[START OF Given records]

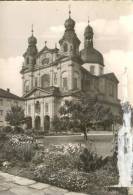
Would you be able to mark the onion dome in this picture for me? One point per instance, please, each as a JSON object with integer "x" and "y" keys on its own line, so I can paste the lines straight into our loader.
{"x": 32, "y": 49}
{"x": 32, "y": 40}
{"x": 69, "y": 23}
{"x": 88, "y": 33}
{"x": 89, "y": 54}
{"x": 92, "y": 56}
{"x": 88, "y": 29}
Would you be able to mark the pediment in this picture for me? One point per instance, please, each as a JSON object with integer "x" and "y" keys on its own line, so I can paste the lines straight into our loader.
{"x": 110, "y": 76}
{"x": 37, "y": 92}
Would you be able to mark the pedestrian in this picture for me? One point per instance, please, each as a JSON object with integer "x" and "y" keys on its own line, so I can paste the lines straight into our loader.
{"x": 84, "y": 130}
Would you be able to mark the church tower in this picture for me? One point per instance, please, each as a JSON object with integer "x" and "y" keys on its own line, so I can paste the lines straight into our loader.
{"x": 31, "y": 52}
{"x": 93, "y": 59}
{"x": 30, "y": 57}
{"x": 69, "y": 43}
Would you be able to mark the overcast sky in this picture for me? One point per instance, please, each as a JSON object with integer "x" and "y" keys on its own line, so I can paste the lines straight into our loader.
{"x": 112, "y": 22}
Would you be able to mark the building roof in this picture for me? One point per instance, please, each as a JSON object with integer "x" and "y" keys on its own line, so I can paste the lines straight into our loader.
{"x": 91, "y": 55}
{"x": 49, "y": 91}
{"x": 8, "y": 94}
{"x": 111, "y": 76}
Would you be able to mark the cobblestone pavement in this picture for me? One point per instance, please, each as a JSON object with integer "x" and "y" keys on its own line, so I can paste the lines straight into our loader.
{"x": 14, "y": 185}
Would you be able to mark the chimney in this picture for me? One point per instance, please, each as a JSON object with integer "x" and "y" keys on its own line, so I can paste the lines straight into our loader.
{"x": 8, "y": 90}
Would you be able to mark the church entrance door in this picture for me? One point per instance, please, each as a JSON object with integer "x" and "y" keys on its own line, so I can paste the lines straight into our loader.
{"x": 37, "y": 122}
{"x": 46, "y": 123}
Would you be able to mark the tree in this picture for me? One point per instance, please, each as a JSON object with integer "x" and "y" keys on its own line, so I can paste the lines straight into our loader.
{"x": 86, "y": 114}
{"x": 15, "y": 115}
{"x": 56, "y": 123}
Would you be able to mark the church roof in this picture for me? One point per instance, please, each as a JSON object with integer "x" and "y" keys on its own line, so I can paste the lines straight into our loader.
{"x": 91, "y": 55}
{"x": 49, "y": 91}
{"x": 8, "y": 94}
{"x": 46, "y": 49}
{"x": 111, "y": 76}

[END OF Given records]

◆ What is required: Give all the data above as a JSON list of strings, one string per line and no blank lines. Leave the pictures out.

◆ Output for this exercise:
[
  "Would you be able to mark the onion dome in this picture for me? One point per instance, please, each as a JSON object with integer \"x\" and \"y\" keys on its own line, so I can paste the lines straight into our loader.",
  "{\"x\": 32, \"y\": 49}",
  "{\"x\": 32, \"y\": 40}",
  "{\"x\": 69, \"y\": 23}",
  "{\"x\": 88, \"y\": 33}",
  "{\"x\": 89, \"y\": 54}",
  "{\"x\": 92, \"y\": 56}",
  "{\"x\": 88, \"y\": 29}",
  "Would you be able to mark the pediment in this picture for me? One point per instance, please, each as a JSON object with integer \"x\" and \"y\" keys on its own line, so I can paste the lines straight into our loader.",
  "{\"x\": 110, \"y\": 76}",
  "{\"x\": 37, \"y\": 92}",
  "Would you be able to mark the pedestrian in this picture for me? One point per instance, please, each as a JSON object with integer \"x\" and \"y\" keys on its own line, so I can paste the lines straight into our loader.",
  "{\"x\": 84, \"y\": 130}",
  "Would you be able to mark the church tower in this picture for me? One point per instance, please, each as a JSON object with integer \"x\" and \"y\" keys on its own line, so I can paste the lines straight into our loader.",
  "{\"x\": 31, \"y\": 52}",
  "{\"x\": 93, \"y\": 59}",
  "{\"x\": 30, \"y\": 57}",
  "{\"x\": 69, \"y\": 43}",
  "Would you be able to mark the overcast sky in this picture for me? One point per instance, please, each as a JSON object with integer \"x\" and \"y\" keys on its own line, so I can paste the lines straight into our loader.",
  "{\"x\": 112, \"y\": 22}",
  "Would you be able to mark the building roof in this picture for me? One point per instance, please, each as a JSON object with integer \"x\" and \"y\" keys on its own line, so I can paste the lines straight into our loader.",
  "{\"x\": 91, \"y\": 55}",
  "{\"x\": 49, \"y\": 91}",
  "{\"x\": 8, \"y\": 94}",
  "{\"x\": 111, \"y\": 76}",
  "Would you be able to mark the cobblestone pavement in this picture for me? One point per instance, please, each as a JSON object with integer \"x\" and \"y\" keys on its own line, so I can paste the lines straight into our loader.",
  "{\"x\": 14, \"y\": 185}",
  "Would you be able to mark the chimney in this picture for me? One point per instance, please, each as a JSON object with integer \"x\" and \"y\" keys on its own line, so I can paste the lines straight into our loader.",
  "{\"x\": 8, \"y\": 90}",
  "Would you be able to mark the church entrance door in this picture for me? One point per instance, please, each as a JSON object with integer \"x\" and \"y\" keys on its own line, so I can paste the lines straight into our loader.",
  "{\"x\": 37, \"y\": 122}",
  "{\"x\": 46, \"y\": 123}",
  "Would you be able to mark the tree in this picture for me? One point per instance, please, each as a JSON object with integer \"x\" and \"y\" keys on its own line, so I can paste the lines straight into our loader.",
  "{\"x\": 86, \"y\": 114}",
  "{\"x\": 15, \"y\": 115}",
  "{\"x\": 56, \"y\": 123}",
  "Would you be able to mark the church roof in this picture for me? One point per instance, please, each as a JSON object with integer \"x\" and \"y\" keys on its own line, so I can paste the lines straight into our loader.",
  "{\"x\": 91, \"y\": 55}",
  "{\"x\": 49, \"y\": 91}",
  "{\"x\": 8, \"y\": 94}",
  "{\"x\": 46, \"y\": 49}",
  "{\"x\": 111, \"y\": 76}"
]